■ **待解问题**
请逐字照录下列全部各行，不得增删或改动。

数据集条目:
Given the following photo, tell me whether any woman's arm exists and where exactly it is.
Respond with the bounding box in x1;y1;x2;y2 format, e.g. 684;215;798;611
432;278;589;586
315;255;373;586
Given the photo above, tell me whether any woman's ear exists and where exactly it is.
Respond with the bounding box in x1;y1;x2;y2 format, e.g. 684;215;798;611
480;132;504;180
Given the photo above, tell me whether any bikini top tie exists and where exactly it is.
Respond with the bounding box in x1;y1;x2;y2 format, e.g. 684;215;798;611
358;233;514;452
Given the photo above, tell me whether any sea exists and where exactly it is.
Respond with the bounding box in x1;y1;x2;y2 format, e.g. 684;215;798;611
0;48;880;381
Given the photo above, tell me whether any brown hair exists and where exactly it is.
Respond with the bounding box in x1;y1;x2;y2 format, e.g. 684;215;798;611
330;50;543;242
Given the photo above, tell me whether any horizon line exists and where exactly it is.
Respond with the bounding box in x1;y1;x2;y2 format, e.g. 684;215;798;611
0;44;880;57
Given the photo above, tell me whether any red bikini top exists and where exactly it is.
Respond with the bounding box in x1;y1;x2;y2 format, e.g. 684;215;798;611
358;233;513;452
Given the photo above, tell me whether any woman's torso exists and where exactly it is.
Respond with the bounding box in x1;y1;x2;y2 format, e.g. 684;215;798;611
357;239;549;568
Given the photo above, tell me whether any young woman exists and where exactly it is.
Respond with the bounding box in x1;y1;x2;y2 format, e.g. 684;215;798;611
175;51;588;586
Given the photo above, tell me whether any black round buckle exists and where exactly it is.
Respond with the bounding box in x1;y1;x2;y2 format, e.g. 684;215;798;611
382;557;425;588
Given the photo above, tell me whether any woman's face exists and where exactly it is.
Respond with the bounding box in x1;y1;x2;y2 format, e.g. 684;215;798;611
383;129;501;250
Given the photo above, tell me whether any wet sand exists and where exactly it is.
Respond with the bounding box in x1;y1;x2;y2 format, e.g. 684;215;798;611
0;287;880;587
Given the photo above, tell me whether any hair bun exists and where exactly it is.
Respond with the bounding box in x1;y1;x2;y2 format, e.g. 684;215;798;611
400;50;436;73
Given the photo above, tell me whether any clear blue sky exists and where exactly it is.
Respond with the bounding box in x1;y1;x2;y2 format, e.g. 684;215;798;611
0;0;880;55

■ **输出如下**
Given the following photo, tell me whether any woman's arm exists and where exactly it is.
Respond with the bounding box in x1;y1;x2;y2 format, e.g. 684;215;798;611
432;278;589;586
315;255;373;586
Given the photo above, tell me whether any woman's ear exists and where exactly it is.
Respond with the bounding box in x1;y1;x2;y2 format, e.g. 684;215;798;611
480;132;504;180
Given the photo above, tell me whether any bikini top tie exists and where exactly it is.
Respond with the bounding box in x1;y1;x2;y2 format, e.g. 684;215;798;611
358;233;514;452
Given the photo above, tell me whether any sea exists and where exactly it is.
Respond with the bounding box in x1;y1;x2;y2 format, e.g. 684;215;798;611
0;48;880;381
Given the photo above, tell me whether any brown hair exists and where exactly it is.
Respond with the bounding box in x1;y1;x2;y2 format, e.g. 684;215;798;611
330;50;543;242
Given the photo above, tell me whether any horizon line exists and where exactly it is.
Respond with the bounding box in x1;y1;x2;y2 format, e.g. 684;215;798;611
0;44;880;57
Given the photo above, tell me whether any red bikini top exists and where exactly it is.
Respond with the bounding box in x1;y1;x2;y2 format, e.g. 684;215;798;611
358;233;513;452
Given the photo above, tell me whether any woman's torso exists and where exactly it is.
Respond with the bounding box in x1;y1;x2;y2 format, e.g. 684;215;798;611
357;239;549;568
Given the photo above, tell me whether any young woman exists and where exactly it is.
Respond with the bounding box in x1;y1;x2;y2 format, e.g. 684;215;798;611
175;51;588;586
Given the photo above, tell me whether any black round buckle exists and where exactly it is.
Respond with the bounding box in x1;y1;x2;y2 format, e.g. 684;215;798;611
382;557;425;588
Given the photo above, tell me whether any woman's face exists and where exactly it is.
Respond with the bounding box in x1;y1;x2;y2 format, e.g. 684;215;798;611
383;129;501;250
Given the photo above, tell me whether any wet sand exists and where exactly it is.
Respond with the bounding box in x1;y1;x2;y2 format, e.g. 684;215;798;611
0;287;880;587
Given the photo above, tell me whether any hair bun exists and where exactly it is.
Respond with the bounding box in x1;y1;x2;y2 format, e.g. 684;215;798;611
400;50;436;73
Given the photo above, tell me whether any clear blue sky exists and where exactly it is.
Respond with the bounding box in x1;y1;x2;y2 format, e.g. 684;215;798;611
0;0;880;55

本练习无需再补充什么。